## PROVIDED RECORDS
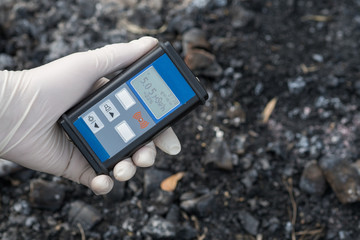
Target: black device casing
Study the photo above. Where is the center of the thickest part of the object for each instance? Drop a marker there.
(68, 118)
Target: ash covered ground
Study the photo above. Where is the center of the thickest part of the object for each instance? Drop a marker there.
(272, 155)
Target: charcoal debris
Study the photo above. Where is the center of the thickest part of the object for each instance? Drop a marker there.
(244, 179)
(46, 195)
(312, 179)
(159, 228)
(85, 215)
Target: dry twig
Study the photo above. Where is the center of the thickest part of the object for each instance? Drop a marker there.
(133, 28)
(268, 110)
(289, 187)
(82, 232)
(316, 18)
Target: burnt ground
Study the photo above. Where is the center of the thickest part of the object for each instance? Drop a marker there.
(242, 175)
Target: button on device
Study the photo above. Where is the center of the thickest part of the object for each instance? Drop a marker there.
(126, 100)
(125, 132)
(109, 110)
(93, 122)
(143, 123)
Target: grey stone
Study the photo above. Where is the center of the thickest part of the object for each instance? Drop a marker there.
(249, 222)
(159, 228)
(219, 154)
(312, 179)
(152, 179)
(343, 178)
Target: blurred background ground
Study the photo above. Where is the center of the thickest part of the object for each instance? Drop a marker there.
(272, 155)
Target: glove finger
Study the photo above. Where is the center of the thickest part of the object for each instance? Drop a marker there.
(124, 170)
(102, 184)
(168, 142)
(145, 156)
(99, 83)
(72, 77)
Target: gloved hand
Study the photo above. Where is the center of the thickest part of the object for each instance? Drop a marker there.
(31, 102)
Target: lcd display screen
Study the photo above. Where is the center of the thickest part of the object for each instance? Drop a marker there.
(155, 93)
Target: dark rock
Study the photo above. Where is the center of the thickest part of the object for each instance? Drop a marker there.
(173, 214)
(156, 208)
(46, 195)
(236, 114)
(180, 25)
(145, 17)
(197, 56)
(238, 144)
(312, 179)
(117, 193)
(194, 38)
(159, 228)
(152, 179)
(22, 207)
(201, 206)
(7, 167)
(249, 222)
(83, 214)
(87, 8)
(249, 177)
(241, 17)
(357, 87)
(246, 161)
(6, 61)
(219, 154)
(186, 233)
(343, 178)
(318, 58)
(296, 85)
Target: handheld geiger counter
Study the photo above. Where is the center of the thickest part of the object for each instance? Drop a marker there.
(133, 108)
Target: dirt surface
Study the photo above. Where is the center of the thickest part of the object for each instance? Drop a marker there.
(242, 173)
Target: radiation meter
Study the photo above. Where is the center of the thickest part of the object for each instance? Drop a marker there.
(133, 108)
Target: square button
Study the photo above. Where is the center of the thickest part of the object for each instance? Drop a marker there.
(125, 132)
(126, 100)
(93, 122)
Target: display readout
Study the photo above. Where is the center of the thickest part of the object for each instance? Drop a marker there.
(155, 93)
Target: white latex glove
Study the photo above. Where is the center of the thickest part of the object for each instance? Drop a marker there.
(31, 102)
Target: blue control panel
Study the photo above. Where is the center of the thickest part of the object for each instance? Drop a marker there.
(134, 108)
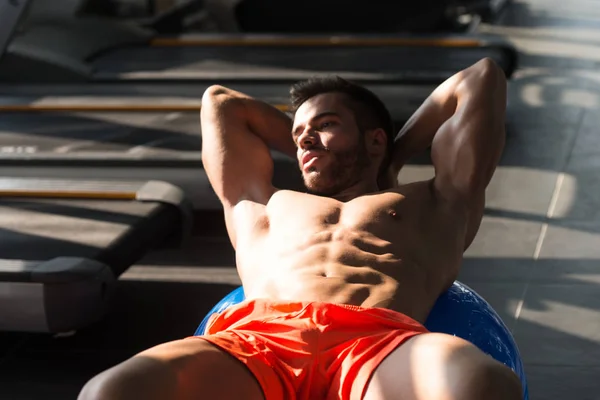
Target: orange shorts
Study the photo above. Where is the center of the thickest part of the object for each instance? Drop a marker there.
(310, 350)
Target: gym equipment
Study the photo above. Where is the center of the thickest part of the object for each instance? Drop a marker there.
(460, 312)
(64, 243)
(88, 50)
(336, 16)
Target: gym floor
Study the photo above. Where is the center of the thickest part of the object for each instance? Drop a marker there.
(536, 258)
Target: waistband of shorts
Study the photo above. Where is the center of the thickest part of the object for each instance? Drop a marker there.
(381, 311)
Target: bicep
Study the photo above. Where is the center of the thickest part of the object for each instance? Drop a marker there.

## INSTRUCTIONS TO FOLLOW
Format all of the data above as a Markdown table with two columns, Number and Text. Give each line its own row, with a running row number in Number and the line itself in Text, and leave out blank lines and the picture lines.

## EXERCISE ANSWER
| Number | Text |
|---|---|
| 1 | Target: black device casing |
| 2 | Study the photo above. Where is the center of the thickest part of the object for each instance? Drop a marker there. |
| 3 | (68, 118) |
| 4 | Target: ash covered ground |
| 5 | Study the photo above. Where is the center of the thickest part of the object for each instance? Drop a marker there. |
| 6 | (272, 155) |
| 7 | Target: charcoal debris |
| 8 | Study the photo above. Where is the center of the thickest part of the object for each instance? Drop a marker there. |
| 9 | (244, 179) |
| 10 | (46, 195) |
| 11 | (312, 179) |
| 12 | (159, 228) |
| 13 | (85, 215) |
| 14 | Target: dry twig |
| 15 | Study the photo above. Where is the center of the thickest part of the object for each instance? Drop a marker there. |
| 16 | (133, 28) |
| 17 | (268, 110) |
| 18 | (289, 187) |
| 19 | (82, 232) |
| 20 | (316, 18) |
| 21 | Target: burnt ground |
| 22 | Study the photo above. Where is the center of the thickest part of the object for each instance? Drop a marker there. |
| 23 | (242, 175) |
| 24 | Target: button on device |
| 25 | Study the photo above. Where is the center of the thickest part of the object for each instance? Drop a marker there. |
| 26 | (126, 100) |
| 27 | (125, 132) |
| 28 | (109, 110) |
| 29 | (93, 122) |
| 30 | (143, 123) |
| 31 | Target: grey stone |
| 32 | Study the photo above. Where is the center of the thickest part of the object for each instance? Drop a marker there. |
| 33 | (249, 222) |
| 34 | (159, 228) |
| 35 | (219, 154) |
| 36 | (312, 179) |
| 37 | (152, 179) |
| 38 | (343, 178) |
| 39 | Target: blurred background ground |
| 40 | Study the photo above. Where is the center of the thickest part of the object for each instance? Drop a marker there. |
| 41 | (272, 155) |
| 42 | Target: glove finger |
| 43 | Study the photo above. Where is the center of the thickest part of the object for each instance? Drop a marker there. |
| 44 | (124, 170) |
| 45 | (102, 184) |
| 46 | (168, 142) |
| 47 | (145, 156) |
| 48 | (99, 83) |
| 49 | (72, 77) |
| 50 | Target: gloved hand |
| 51 | Study the photo above. Where is the center of the thickest part of the object for each instance? Drop a marker there. |
| 52 | (31, 102) |
| 53 | Target: lcd display screen |
| 54 | Study the photo above. Where is the center of the thickest part of the object for each instance? Drop a marker there. |
| 55 | (155, 93) |
| 56 | Target: dark rock |
| 57 | Study the photo above. Where is the center of the thickest part of the object for each instance? Drop a marker there. |
| 58 | (173, 214) |
| 59 | (156, 208) |
| 60 | (46, 195) |
| 61 | (236, 114) |
| 62 | (180, 25) |
| 63 | (145, 17) |
| 64 | (197, 56) |
| 65 | (238, 144) |
| 66 | (312, 179) |
| 67 | (117, 193) |
| 68 | (194, 38) |
| 69 | (159, 228) |
| 70 | (152, 179) |
| 71 | (22, 207) |
| 72 | (201, 206) |
| 73 | (7, 167) |
| 74 | (249, 222) |
| 75 | (83, 214) |
| 76 | (87, 8) |
| 77 | (249, 177) |
| 78 | (241, 17) |
| 79 | (357, 87) |
| 80 | (246, 161) |
| 81 | (6, 61) |
| 82 | (219, 154) |
| 83 | (186, 233) |
| 84 | (343, 178) |
| 85 | (318, 58) |
| 86 | (296, 85) |
| 87 | Target: handheld geiger counter |
| 88 | Study the photo above. Where is the center of the thickest part of the object for each instance? Drop a marker there. |
| 89 | (133, 108) |
| 90 | Target: dirt surface |
| 91 | Study the photo above. Where is the center of the thickest part of the object for each instance? Drop a marker there. |
| 92 | (242, 173) |
| 93 | Target: radiation meter |
| 94 | Study the photo above. Where is the center of the thickest part of the object for each instance? Drop a marker there. |
| 95 | (133, 108) |
| 96 | Target: square button |
| 97 | Study the photo above. Where is the center of the thickest part of the object for each instance? Drop a marker there. |
| 98 | (125, 132) |
| 99 | (126, 100) |
| 100 | (93, 122) |
| 101 | Target: display readout |
| 102 | Study the photo above. Where is the center of the thickest part of the object for each instance? Drop a marker there. |
| 103 | (155, 93) |
| 104 | Target: white latex glove |
| 105 | Study the photo above. Where is the center of the thickest part of the object for each instance? Drop a marker there. |
| 106 | (31, 102) |
| 107 | Target: blue control panel |
| 108 | Study the photo above. Where is the center of the thickest part of the object for each instance? Drop a marker there. |
| 109 | (134, 108) |
| 110 | Target: orange shorts |
| 111 | Study the photo above. Where is the center of the thickest part of the object for each instance? Drop a marker there. |
| 112 | (310, 350) |
| 113 | Target: gym equipment |
| 114 | Study the photo above. Where is the center of the thickest part of the object for each instance? Drop a marker there. |
| 115 | (460, 312) |
| 116 | (64, 243) |
| 117 | (88, 50) |
| 118 | (336, 16) |
| 119 | Target: gym floor |
| 120 | Study the photo above. Where is the center of the thickest part of the object for each instance? Drop a marker there. |
| 121 | (536, 258) |
| 122 | Target: waistband of shorts |
| 123 | Study the photo above. Where is the center of the thickest part of the object for each instance? Drop a marker there. |
| 124 | (381, 311) |
| 125 | Target: bicep |
| 126 | Study the photo above. Where is the center of the thickest part of the object for each instance? Drop a marker there. |